Exercise aim:
Pick out and copy every line of the material that contains the word "blue". Case matters.

________________________

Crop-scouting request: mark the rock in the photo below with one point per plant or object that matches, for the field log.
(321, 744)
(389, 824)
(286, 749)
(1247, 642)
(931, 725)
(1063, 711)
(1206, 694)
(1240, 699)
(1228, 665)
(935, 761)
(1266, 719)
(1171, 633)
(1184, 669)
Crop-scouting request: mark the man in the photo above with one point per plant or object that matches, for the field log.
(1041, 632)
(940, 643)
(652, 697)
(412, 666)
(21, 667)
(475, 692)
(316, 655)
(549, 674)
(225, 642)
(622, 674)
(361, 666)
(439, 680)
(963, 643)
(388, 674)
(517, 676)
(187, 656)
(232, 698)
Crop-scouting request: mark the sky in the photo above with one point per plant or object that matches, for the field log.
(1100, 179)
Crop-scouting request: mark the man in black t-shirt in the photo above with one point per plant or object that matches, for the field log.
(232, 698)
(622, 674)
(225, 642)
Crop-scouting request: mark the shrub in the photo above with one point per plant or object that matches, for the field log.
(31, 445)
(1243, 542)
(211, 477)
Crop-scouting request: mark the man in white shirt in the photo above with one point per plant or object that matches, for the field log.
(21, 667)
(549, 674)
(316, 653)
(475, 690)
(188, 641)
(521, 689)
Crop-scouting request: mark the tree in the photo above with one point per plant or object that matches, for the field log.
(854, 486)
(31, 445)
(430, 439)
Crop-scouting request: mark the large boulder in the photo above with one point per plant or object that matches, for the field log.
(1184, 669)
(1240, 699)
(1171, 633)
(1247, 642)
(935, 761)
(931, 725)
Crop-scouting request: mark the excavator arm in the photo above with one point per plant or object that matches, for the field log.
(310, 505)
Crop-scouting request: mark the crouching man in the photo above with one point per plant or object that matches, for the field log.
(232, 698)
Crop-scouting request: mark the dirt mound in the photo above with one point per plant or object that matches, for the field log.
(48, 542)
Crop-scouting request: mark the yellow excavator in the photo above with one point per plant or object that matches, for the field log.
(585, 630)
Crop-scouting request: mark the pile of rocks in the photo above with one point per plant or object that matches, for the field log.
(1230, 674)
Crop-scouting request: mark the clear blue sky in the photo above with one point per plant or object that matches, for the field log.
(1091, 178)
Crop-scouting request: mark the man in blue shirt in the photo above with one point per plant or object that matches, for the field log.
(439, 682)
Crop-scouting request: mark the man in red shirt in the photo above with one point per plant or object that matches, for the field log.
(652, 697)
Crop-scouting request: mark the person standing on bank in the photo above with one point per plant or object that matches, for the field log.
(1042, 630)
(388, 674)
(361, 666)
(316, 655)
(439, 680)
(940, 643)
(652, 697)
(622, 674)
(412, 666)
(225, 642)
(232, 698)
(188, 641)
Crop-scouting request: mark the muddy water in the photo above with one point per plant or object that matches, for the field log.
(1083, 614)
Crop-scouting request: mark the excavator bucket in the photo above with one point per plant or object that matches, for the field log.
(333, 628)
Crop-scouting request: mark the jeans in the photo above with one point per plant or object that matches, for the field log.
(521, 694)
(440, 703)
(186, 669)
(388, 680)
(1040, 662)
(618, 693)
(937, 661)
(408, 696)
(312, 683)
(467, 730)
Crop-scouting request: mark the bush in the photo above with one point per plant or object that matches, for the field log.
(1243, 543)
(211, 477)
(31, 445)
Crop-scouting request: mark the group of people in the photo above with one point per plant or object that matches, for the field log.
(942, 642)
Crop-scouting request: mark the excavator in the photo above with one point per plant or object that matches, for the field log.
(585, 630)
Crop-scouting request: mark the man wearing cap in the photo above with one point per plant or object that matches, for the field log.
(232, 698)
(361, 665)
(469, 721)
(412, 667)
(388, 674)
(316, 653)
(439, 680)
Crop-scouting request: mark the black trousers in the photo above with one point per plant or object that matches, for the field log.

________________________

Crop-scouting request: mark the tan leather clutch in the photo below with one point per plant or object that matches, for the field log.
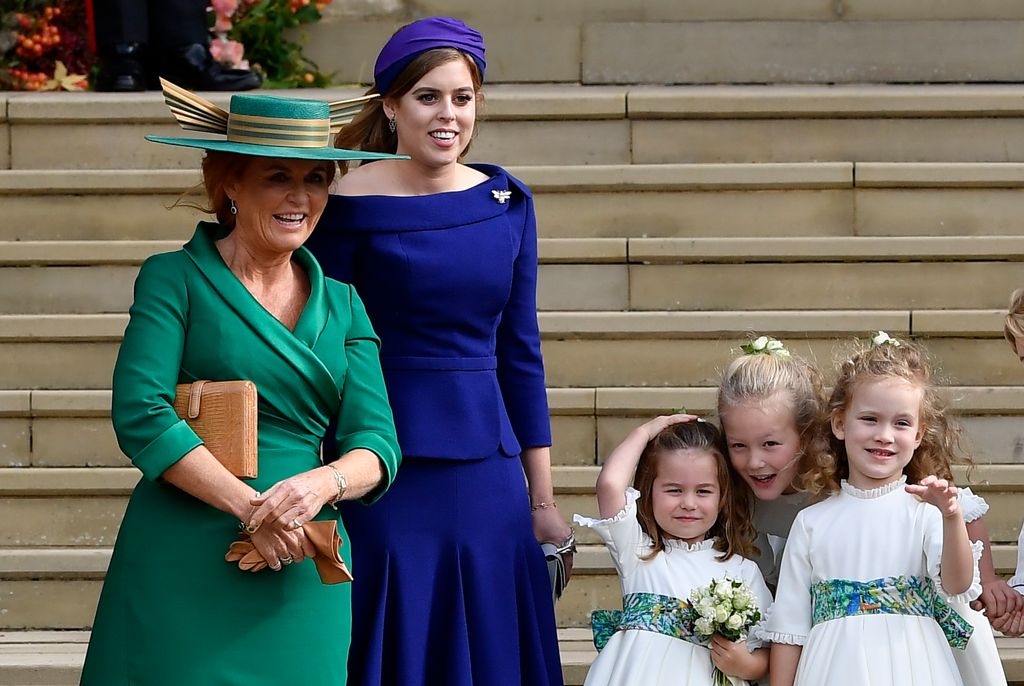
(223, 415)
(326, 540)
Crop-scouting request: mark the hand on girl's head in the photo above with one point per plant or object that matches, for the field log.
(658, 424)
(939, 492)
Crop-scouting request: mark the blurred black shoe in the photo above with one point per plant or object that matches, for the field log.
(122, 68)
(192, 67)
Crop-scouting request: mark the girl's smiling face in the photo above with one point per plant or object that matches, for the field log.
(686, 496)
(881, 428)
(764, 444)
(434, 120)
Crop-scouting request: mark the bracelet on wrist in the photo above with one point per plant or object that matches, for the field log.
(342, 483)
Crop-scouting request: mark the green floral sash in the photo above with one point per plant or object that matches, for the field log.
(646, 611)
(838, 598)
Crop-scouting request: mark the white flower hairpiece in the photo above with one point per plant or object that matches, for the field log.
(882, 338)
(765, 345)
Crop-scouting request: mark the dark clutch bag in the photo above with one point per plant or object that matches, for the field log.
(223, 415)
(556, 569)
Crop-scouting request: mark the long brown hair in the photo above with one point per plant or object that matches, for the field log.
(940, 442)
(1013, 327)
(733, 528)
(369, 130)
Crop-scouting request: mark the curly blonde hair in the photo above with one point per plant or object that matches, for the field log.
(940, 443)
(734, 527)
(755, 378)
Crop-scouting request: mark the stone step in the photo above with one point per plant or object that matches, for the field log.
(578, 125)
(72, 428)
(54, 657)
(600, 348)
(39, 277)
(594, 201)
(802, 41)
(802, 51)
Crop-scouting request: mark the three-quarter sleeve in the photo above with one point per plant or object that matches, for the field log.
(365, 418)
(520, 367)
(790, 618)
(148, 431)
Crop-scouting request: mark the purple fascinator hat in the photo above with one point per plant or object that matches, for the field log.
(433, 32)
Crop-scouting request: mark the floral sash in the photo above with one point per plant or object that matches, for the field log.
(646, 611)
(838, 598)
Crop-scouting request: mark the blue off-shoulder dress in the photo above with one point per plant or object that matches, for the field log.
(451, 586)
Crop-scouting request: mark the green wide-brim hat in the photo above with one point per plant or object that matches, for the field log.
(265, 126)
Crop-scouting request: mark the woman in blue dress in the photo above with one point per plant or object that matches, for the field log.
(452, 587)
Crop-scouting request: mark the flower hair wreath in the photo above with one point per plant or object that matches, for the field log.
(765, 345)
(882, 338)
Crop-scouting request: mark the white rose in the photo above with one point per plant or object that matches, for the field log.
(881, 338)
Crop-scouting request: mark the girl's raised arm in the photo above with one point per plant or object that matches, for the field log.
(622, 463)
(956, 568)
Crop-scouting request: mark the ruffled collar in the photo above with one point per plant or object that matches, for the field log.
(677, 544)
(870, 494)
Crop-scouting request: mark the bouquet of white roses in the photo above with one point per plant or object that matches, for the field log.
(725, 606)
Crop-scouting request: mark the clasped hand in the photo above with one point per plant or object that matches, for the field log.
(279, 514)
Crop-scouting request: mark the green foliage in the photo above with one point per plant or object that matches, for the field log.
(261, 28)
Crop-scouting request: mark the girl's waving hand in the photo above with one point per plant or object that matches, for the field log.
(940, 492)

________________________

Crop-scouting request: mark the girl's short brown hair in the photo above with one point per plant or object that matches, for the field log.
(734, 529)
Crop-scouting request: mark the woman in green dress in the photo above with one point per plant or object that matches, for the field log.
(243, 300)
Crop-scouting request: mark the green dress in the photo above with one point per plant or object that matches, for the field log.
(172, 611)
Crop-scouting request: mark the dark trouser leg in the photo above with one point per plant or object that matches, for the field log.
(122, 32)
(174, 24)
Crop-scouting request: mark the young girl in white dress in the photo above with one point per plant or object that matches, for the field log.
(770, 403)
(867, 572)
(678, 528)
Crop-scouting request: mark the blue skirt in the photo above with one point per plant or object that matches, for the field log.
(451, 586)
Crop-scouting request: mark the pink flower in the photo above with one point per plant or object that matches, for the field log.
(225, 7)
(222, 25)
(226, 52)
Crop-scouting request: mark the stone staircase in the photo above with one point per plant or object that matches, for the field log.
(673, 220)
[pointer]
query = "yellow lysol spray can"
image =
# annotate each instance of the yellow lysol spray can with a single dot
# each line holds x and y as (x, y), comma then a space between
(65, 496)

________________________

Output of the task:
Crop-scouting request: mark the clear blue sky in the photo above with one point per plant or object that matches, for the field log.
Crop-scouting request: mark the man in blue shirt in the photo above with one point per plant or object that matches, for the field log.
Crop-scouting request: mark the blue off-shoulder dress in the photo above with one point per plant or object that matches, for the field log.
Crop-scouting request: mark the woman in blue dress in the photo above with one point per plant or object that matches, for the field log.
Crop-scouting request: mark the blue skirt in the photo above with one point per plant or object that matches, for the field log.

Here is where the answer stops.